Ведь я рассказал о Владимире Кузичкине не затем, чтобы на прощание еще более усложнить интригу. И не только для того, чтобы замысел грандиозной провокации против социализма, начатой выстрелами на площади Святого Петра, раскрылся еще яснее. Разоблачить заговор до деталей — это важно, но это еще не все. Не менее важно осознать, однозначно и навсегда, великую пользу гласности. Если бы к «делу Кузичкина» своевременно, по свежим следам, привлекли внимание советской печати и всей мировой общественности, — как разыгрывались бы тогда последующие события и разыгрались ли бы они вообще?
Почему же мы молчали? Это как раз не загадка: мы о многом прежде молчали. И, в частности, осложняли участь советских граждан, пропавших без вести, тем, что не решались говорить о них вслух, публично. Читателю теперь известно, что выпавший на мою долю «кинофестиваль» не уникален. Так не пора ли назвать поименно всех, кто встретил за границей сходные испытания, — и не просто назвать, а гласно проследить судьбу каждого?

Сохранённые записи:
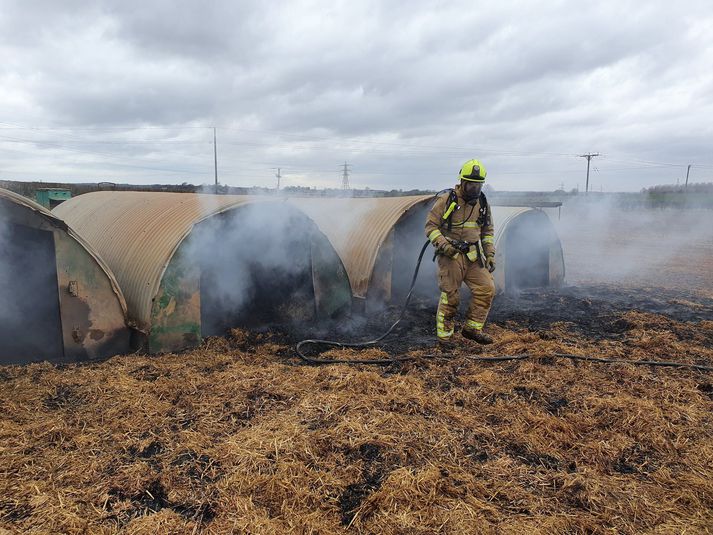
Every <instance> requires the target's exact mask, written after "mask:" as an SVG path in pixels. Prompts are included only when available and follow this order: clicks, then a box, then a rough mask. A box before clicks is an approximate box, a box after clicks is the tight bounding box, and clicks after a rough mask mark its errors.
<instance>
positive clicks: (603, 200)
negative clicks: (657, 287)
mask: <svg viewBox="0 0 713 535" xmlns="http://www.w3.org/2000/svg"><path fill="white" fill-rule="evenodd" d="M554 222H555V226H556V228H557V231H558V233H559V236H560V239H561V241H562V245H563V248H564V254H565V264H566V269H567V282H568V283H570V284H587V283H612V284H626V285H632V286H662V287H679V288H688V289H690V288H699V289H706V288H708V289H710V287H711V285H712V284H713V278H712V277H713V275H712V274H711V269H710V255H711V251H713V230H712V229H713V211H711V210H701V209H646V208H638V207H627V206H625V205H623V204H621V202H618V201H616V200H614V199H611V198H603V199H600V200H593V199H590V200H588V201H583V200H574V201H570V202H568V203H565V205H564V206H563V207H562V217H561V219H559V220H557V219H556V218H554Z"/></svg>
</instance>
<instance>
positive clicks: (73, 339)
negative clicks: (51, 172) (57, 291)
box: [0, 189, 130, 361]
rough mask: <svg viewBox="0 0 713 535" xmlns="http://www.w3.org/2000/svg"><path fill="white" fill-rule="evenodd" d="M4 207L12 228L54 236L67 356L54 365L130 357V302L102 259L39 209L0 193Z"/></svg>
mask: <svg viewBox="0 0 713 535" xmlns="http://www.w3.org/2000/svg"><path fill="white" fill-rule="evenodd" d="M2 204H4V205H5V208H4V210H3V211H4V212H5V214H6V216H7V215H8V214H10V216H8V217H9V219H8V221H9V222H11V223H12V224H19V225H21V226H22V227H30V228H37V229H38V230H44V231H48V232H51V233H52V235H53V242H54V249H55V262H56V266H55V268H56V272H57V284H58V286H57V288H58V291H59V295H58V299H59V312H60V321H61V323H62V327H61V329H62V340H63V352H64V354H63V355H62V356H61V357H60V356H58V357H57V358H56V359H52V360H57V361H72V360H86V359H92V358H102V357H107V356H111V355H113V354H116V353H120V352H125V351H127V350H128V349H129V338H130V330H129V322H128V319H127V305H126V300H125V298H124V295H123V293H122V292H121V289H120V287H119V284H118V282H117V280H116V278H115V277H114V275H113V273H112V272H111V270H110V269H109V267H108V266H107V264H106V263H105V262H104V260H103V259H102V258H101V256H100V255H99V254H98V253H97V252H96V251H95V250H94V249H92V247H91V246H90V245H89V244H88V243H87V242H86V241H85V240H84V239H83V238H82V237H81V236H80V235H79V234H78V233H77V232H75V230H74V229H73V228H71V227H70V226H68V225H67V224H66V222H64V221H63V220H62V219H61V218H59V217H57V215H55V214H53V213H52V212H50V211H49V210H47V209H45V208H44V207H43V206H41V205H40V204H38V203H36V202H34V201H32V200H30V199H28V198H26V197H23V196H21V195H18V194H16V193H13V192H10V191H7V190H4V189H0V205H2ZM23 214H24V215H23ZM28 291H31V289H28ZM28 321H31V319H29V318H28ZM30 358H31V357H30Z"/></svg>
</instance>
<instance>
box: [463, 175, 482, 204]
mask: <svg viewBox="0 0 713 535" xmlns="http://www.w3.org/2000/svg"><path fill="white" fill-rule="evenodd" d="M482 189H483V184H481V183H480V182H470V181H468V180H462V181H461V192H462V194H463V198H464V199H465V202H467V203H468V204H473V203H475V202H476V201H477V200H478V197H480V192H481V191H482Z"/></svg>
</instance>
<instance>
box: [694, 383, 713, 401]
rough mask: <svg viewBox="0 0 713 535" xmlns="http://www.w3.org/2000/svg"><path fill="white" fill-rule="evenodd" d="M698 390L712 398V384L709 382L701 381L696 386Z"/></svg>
mask: <svg viewBox="0 0 713 535" xmlns="http://www.w3.org/2000/svg"><path fill="white" fill-rule="evenodd" d="M696 388H697V389H698V391H699V392H701V393H702V394H705V395H707V396H708V397H709V398H711V399H712V400H713V384H711V383H701V384H699V385H697V386H696Z"/></svg>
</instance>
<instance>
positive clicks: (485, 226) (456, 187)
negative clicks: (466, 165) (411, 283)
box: [426, 185, 495, 256]
mask: <svg viewBox="0 0 713 535" xmlns="http://www.w3.org/2000/svg"><path fill="white" fill-rule="evenodd" d="M454 202H455V205H453V203H454ZM449 220H450V224H449ZM426 236H428V239H429V240H430V241H431V243H432V244H433V245H434V246H436V247H438V245H439V241H440V240H439V238H440V237H441V236H443V237H445V238H447V239H449V240H457V241H465V242H469V243H471V244H475V243H477V242H478V240H480V241H481V243H482V245H483V252H484V253H485V256H490V255H495V237H494V236H495V231H494V228H493V218H492V214H491V212H490V206H489V205H488V201H487V200H486V198H485V195H484V194H482V193H481V194H480V198H479V199H478V201H477V202H476V204H475V206H473V205H470V204H468V203H467V202H465V199H463V195H462V192H461V188H460V185H458V186H456V187H455V197H454V196H453V195H451V194H450V190H449V191H448V192H445V193H443V194H441V195H439V197H438V199H437V200H436V203H435V204H434V205H433V208H431V211H430V212H429V214H428V218H427V219H426Z"/></svg>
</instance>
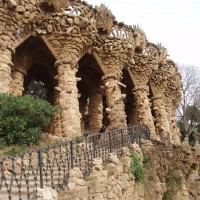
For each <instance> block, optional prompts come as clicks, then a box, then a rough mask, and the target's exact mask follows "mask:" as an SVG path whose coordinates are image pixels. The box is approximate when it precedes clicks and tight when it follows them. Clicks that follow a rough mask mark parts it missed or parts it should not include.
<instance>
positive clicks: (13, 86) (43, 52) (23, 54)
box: [11, 36, 57, 103]
mask: <svg viewBox="0 0 200 200" xmlns="http://www.w3.org/2000/svg"><path fill="white" fill-rule="evenodd" d="M15 51H16V53H15V55H14V56H13V64H14V67H13V69H12V78H13V81H12V88H11V91H12V93H13V94H15V95H22V94H24V93H26V91H27V90H28V86H29V84H30V82H31V81H32V80H35V81H41V82H42V83H43V84H44V86H45V87H46V89H47V100H49V102H51V103H53V102H54V100H53V96H54V94H53V93H54V92H53V91H54V87H55V86H56V84H57V83H56V82H57V81H56V80H55V78H54V77H55V76H56V75H57V71H56V69H55V68H54V64H55V61H56V58H55V56H54V55H53V54H52V52H51V51H50V49H49V48H48V46H47V45H46V44H45V42H44V41H43V39H42V38H40V37H33V36H31V37H29V38H28V39H27V40H25V41H24V42H23V43H22V44H20V45H19V46H18V47H17V48H16V49H15ZM19 85H20V88H19V87H18V86H19ZM20 89H21V90H20ZM24 90H25V91H24Z"/></svg>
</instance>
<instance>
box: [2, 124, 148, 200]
mask: <svg viewBox="0 0 200 200" xmlns="http://www.w3.org/2000/svg"><path fill="white" fill-rule="evenodd" d="M141 138H143V139H146V140H150V133H149V129H148V127H147V126H143V125H141V126H134V127H127V128H122V129H117V130H114V131H110V132H105V133H98V134H94V135H89V136H87V137H84V136H83V137H79V138H76V139H74V140H71V141H65V142H60V143H56V144H53V145H49V146H47V147H45V148H40V149H37V150H31V151H28V152H26V153H23V154H20V155H15V156H13V157H5V158H3V159H2V160H1V161H0V199H2V200H3V199H9V200H11V199H12V200H15V199H16V200H22V199H23V200H24V199H32V198H33V193H37V190H38V188H43V187H44V186H48V187H52V188H54V189H56V190H60V189H62V188H63V187H65V186H66V185H67V183H68V177H69V171H70V169H72V168H74V167H79V168H80V169H81V170H82V171H83V174H84V175H88V174H89V173H90V170H91V168H92V160H93V158H95V157H101V158H102V159H103V161H104V162H105V161H107V160H108V156H109V153H111V152H115V153H117V155H118V156H119V157H120V156H121V153H122V147H124V146H129V145H130V144H132V143H134V142H136V143H139V141H140V139H141ZM36 199H37V198H36Z"/></svg>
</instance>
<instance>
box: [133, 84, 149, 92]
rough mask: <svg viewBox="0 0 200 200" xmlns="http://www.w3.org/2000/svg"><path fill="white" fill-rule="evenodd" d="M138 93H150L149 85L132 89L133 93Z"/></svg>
mask: <svg viewBox="0 0 200 200" xmlns="http://www.w3.org/2000/svg"><path fill="white" fill-rule="evenodd" d="M137 91H142V92H149V87H148V86H147V85H139V86H136V87H134V88H133V89H132V93H135V92H137Z"/></svg>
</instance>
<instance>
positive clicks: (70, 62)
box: [55, 58, 78, 69]
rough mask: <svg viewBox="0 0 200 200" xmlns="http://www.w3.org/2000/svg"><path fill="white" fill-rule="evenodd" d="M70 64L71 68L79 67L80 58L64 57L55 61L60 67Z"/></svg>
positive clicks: (55, 62)
mask: <svg viewBox="0 0 200 200" xmlns="http://www.w3.org/2000/svg"><path fill="white" fill-rule="evenodd" d="M67 64H70V66H71V69H74V68H77V67H78V59H77V60H74V59H72V58H63V59H60V60H57V61H56V62H55V67H59V66H60V65H67Z"/></svg>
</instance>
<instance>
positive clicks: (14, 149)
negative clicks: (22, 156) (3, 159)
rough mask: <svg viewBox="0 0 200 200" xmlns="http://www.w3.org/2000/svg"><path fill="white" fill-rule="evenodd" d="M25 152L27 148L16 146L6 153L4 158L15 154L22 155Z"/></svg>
mask: <svg viewBox="0 0 200 200" xmlns="http://www.w3.org/2000/svg"><path fill="white" fill-rule="evenodd" d="M26 150H27V146H25V145H22V146H16V147H13V148H12V149H11V150H9V151H7V152H6V153H5V154H6V156H13V155H16V154H20V153H23V152H25V151H26Z"/></svg>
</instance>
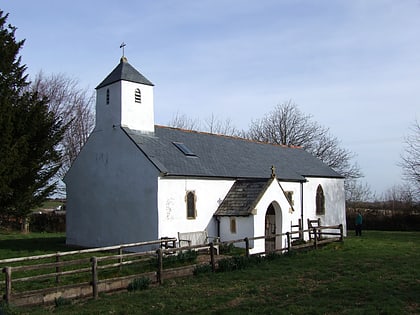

* Задание
Пожалуйста, продолжите отрывок о деле Кузичкина и пользе гласности, начав сразу после его последнего предложения.

* Ваш ответ
Отдаю себе полный отчет, что подобная задача— не из легких. Спецслужбы, в чьей власти оказались эти люди, сделали и сделают все возможное, чтобы затемнить картину. Но если мы, как общество, созрели для того, чтобы принять принцип презумпции невиновности не на словах, а на деле, святой этот принцип надо обратить и в прошлое, давнее и недавнее. Злонамеренным домыслам, сфабрикованным клеветниками, можно и нужно противопоставить правду характеров и обстоятельств, серьезные объективные свидетельства.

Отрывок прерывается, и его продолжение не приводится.